==== SELECTED EXCERPT ====
Opinion: government sorting out infrastructure mess

The recent visit to Dunedin by Health Minister Dr Shane Reti was welcome.

National, and indeed New Zealand First, made pre-election commitments to return the hospital to its original specifications.

Readers will recall that the Labour Party reneged on their own promises of 2021. They sought to downsize the hospital, only to partially backtrack some months later after much political pressure.

The resulting turmoil and uncertainty caused delays to planning and exposure to cost increases via the rampant inflation of the time.

I consider it a bit rich of local Labour MPs to now be slamming Dr Reti and the coalition government when this drama is of their very own making. Noise, I might add, that was missing at the time when Dr Verrall was originally cutting the build back.

Unfortunately, Dr Reti has inherited a project beset with delays and cost pressures. While the details are highly commercially sensitive, Budget 2024 clearly allocated contingency funding for Dunedin hospital, signalling that our commitment to Otago and Southland residents is unwavering.

The hospital build is also a sign of wider systemic issues.

Both central and local government have increasingly been seen as cash cows in regards to infrastructure projects. So much so, there now appears to be an air of expectation that any project will far outstrip its original costing.
==== GIVEN RECORDS ====
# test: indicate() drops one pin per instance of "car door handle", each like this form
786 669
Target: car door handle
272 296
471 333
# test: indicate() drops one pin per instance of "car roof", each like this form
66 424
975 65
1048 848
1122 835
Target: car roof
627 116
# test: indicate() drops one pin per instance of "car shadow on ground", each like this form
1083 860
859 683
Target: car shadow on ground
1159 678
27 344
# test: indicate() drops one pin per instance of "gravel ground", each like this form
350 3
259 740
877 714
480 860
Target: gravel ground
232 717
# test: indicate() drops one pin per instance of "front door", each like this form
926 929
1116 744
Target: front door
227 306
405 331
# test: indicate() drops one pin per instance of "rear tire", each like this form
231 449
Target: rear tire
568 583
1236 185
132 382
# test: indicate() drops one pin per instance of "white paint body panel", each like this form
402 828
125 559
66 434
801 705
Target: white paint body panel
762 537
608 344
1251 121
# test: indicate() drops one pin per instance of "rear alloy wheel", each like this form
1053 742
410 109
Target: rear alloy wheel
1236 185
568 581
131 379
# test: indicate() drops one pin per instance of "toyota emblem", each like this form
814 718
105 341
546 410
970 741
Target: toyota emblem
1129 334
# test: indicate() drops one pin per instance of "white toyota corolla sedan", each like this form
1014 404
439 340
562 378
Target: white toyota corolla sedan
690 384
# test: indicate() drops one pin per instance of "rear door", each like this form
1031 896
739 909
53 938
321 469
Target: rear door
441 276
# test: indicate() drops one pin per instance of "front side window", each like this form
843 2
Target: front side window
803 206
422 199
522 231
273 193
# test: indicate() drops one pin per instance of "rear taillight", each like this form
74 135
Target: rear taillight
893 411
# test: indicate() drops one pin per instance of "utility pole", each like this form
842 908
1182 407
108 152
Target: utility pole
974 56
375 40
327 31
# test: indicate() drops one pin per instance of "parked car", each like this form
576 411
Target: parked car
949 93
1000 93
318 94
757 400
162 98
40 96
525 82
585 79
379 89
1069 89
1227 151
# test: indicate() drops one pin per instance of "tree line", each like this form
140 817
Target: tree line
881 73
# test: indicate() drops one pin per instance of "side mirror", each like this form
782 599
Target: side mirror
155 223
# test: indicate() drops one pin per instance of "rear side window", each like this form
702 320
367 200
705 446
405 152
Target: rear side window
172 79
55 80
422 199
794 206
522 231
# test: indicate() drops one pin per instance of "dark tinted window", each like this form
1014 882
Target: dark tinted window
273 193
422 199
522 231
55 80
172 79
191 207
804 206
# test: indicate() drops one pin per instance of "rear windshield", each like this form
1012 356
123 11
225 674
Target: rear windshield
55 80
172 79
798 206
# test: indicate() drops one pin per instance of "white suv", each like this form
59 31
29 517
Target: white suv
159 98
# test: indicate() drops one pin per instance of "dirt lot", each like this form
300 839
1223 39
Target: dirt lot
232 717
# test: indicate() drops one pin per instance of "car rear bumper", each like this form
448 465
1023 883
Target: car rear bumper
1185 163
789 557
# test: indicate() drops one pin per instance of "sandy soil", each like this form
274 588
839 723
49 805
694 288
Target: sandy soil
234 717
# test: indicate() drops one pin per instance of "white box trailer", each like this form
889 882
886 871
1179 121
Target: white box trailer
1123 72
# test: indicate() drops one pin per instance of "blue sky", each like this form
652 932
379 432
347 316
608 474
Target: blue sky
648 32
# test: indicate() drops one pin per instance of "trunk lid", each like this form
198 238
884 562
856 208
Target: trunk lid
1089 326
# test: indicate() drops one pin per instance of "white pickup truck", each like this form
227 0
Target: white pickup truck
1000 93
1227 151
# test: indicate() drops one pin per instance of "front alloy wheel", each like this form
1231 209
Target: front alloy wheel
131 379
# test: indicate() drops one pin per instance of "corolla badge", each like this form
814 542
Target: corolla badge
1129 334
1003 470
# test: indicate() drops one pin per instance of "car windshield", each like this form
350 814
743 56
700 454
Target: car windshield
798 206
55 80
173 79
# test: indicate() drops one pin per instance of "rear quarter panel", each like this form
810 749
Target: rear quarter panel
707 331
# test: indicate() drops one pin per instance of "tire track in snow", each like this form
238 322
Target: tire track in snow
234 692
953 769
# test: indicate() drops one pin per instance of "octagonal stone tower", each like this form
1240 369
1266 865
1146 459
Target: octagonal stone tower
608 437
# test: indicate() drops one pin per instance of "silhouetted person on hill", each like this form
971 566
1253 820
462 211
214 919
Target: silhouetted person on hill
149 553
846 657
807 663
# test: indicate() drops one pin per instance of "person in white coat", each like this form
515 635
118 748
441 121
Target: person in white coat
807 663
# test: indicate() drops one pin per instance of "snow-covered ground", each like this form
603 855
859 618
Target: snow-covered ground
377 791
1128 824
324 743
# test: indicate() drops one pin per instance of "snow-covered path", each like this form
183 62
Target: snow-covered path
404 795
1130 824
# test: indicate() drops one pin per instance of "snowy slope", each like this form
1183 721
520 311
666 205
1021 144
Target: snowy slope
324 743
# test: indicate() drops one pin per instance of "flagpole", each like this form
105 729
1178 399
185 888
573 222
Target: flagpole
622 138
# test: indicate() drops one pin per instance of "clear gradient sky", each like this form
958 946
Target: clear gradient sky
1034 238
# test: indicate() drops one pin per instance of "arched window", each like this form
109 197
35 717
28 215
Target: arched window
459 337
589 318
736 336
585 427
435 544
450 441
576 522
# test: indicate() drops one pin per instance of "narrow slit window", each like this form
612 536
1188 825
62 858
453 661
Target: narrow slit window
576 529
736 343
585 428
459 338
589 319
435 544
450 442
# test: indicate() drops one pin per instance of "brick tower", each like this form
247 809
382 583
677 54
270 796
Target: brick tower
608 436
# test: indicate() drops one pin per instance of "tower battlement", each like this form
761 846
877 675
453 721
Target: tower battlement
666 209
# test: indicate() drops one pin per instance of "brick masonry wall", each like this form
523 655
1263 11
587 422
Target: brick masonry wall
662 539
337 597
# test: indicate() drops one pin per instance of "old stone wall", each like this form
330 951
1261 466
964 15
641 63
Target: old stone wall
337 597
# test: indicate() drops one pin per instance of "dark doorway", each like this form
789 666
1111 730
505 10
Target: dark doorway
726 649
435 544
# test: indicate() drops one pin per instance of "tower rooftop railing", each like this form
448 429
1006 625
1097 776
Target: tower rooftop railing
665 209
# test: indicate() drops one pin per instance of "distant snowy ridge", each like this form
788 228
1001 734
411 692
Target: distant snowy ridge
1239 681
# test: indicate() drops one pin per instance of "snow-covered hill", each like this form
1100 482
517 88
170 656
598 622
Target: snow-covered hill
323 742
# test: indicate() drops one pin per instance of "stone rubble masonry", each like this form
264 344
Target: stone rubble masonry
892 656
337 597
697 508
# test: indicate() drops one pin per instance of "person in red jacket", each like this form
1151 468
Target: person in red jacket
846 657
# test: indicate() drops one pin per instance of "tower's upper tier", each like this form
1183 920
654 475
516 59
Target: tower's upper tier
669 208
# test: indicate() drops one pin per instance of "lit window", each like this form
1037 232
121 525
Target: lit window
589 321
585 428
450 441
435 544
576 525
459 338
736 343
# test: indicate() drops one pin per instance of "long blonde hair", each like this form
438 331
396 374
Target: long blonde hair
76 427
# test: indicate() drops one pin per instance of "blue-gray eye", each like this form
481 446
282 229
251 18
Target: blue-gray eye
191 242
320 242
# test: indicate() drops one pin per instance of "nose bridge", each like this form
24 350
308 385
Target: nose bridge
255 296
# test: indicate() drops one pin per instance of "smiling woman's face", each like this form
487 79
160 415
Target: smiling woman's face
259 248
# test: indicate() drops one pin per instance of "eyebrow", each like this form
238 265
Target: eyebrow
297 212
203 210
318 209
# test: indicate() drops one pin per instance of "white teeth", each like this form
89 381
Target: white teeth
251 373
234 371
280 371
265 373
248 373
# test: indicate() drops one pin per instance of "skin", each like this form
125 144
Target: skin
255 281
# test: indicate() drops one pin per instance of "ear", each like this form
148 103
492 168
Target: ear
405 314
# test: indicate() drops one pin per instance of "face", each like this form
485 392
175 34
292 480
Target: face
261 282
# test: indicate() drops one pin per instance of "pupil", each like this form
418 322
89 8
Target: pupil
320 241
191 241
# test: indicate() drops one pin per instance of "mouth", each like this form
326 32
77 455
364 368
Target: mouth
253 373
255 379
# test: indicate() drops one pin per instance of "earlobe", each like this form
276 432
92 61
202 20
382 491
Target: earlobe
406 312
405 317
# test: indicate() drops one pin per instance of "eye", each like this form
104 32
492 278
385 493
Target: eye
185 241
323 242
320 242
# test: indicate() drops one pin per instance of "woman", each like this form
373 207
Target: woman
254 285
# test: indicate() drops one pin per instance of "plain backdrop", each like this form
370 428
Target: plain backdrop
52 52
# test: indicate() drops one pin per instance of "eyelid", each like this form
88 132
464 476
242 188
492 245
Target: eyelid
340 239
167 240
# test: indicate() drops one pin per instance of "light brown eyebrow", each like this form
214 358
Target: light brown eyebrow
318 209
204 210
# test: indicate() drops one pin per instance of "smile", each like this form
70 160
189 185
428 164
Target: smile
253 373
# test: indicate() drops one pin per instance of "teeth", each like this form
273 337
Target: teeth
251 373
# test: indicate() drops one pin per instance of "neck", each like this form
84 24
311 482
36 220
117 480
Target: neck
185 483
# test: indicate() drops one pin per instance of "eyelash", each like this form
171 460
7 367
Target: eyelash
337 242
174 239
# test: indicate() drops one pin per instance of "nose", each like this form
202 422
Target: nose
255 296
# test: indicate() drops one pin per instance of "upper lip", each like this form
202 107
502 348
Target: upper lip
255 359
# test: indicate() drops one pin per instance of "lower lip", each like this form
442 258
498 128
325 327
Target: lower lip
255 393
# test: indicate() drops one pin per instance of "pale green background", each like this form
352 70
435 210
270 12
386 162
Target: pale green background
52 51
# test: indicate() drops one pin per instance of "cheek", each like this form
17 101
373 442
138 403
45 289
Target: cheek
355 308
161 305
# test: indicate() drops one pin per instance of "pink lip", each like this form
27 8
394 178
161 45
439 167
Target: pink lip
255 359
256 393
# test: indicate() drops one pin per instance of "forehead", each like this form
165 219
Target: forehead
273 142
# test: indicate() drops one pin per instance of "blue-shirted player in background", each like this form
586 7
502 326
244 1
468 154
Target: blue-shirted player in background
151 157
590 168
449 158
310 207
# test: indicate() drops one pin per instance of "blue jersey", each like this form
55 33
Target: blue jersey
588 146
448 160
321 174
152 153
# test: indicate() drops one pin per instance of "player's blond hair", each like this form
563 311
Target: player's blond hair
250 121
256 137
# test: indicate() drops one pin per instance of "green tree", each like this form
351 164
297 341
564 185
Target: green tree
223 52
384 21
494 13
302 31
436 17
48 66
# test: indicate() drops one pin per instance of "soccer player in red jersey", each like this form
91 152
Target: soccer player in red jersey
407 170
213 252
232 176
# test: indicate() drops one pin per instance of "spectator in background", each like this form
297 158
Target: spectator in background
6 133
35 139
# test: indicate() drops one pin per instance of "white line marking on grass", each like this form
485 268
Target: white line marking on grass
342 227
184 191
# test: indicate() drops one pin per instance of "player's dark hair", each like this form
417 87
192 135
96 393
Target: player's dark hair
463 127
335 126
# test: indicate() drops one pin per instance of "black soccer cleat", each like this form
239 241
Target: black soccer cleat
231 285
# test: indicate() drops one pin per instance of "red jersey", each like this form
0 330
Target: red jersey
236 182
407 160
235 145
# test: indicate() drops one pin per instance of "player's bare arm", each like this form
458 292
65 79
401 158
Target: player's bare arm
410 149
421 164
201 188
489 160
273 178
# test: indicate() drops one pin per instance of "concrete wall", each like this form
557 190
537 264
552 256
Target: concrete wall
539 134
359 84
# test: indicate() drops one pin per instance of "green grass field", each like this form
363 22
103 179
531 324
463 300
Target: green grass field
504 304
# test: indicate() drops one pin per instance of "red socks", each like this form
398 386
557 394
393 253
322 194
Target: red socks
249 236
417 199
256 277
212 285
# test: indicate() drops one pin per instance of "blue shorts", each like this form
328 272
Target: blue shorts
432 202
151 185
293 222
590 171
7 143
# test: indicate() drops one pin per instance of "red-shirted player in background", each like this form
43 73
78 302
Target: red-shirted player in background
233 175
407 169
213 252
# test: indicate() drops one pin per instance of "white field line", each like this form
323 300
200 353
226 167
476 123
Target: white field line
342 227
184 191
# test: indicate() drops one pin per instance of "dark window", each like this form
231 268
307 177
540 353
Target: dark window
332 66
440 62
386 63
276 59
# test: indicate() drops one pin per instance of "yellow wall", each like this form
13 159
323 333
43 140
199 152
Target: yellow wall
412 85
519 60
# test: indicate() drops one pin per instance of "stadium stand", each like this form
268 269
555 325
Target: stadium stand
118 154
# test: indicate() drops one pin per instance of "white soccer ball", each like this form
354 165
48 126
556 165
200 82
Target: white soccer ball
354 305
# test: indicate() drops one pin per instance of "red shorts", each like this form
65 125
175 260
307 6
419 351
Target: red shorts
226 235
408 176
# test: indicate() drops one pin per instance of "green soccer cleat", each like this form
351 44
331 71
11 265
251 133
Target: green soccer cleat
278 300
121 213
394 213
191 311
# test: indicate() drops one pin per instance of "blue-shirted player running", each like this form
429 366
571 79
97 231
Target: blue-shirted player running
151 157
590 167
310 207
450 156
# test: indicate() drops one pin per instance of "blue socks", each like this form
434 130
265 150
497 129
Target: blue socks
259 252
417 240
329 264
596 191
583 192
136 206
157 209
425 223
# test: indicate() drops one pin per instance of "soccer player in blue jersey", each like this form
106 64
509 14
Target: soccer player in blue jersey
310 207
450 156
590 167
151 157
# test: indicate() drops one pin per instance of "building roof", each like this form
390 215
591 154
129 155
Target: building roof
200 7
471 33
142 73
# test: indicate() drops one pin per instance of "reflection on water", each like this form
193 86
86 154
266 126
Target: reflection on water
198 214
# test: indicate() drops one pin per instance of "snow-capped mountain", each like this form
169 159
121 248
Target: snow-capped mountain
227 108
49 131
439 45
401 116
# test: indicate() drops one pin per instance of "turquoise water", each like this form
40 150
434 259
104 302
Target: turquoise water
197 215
====
• **WORK INSTRUCTION 1**
Quote the opinion piece about the Dunedin hospital build from "Readers will recall" up to and including "much political pressure.".
• **WORK INSTRUCTION 2**
Continue the opinion piece about the Dunedin hospital build, starting right after its last sentence.

• **ANSWER BOX 1**
Readers will recall that the Labour Party reneged on their own promises of 2021. They sought to downsize the hospital, only to partially backtrack some months later after much political pressure.

• **ANSWER BOX 2**
We simply do not have enough resources to allow this debacle to continue. The patience of both taxpayers and ratepayers has been thoroughly exhausted.

The time for a more hardheaded and competent approach to contracting major projects has well and truly come. And with it comes reality.

We are a small country that must accept not every project can be a bespoke build. We need more efficient planning and build methods for commercial projects such as hospitals, bridges or waste treatment plants.

Our intention is to line up a 30-year pipeline of projects and get on with building them, instead of spending years chopping and changing designs and plans, wasting both time and resources.

Although we have inherited a mess, this government fully intends to sort it out.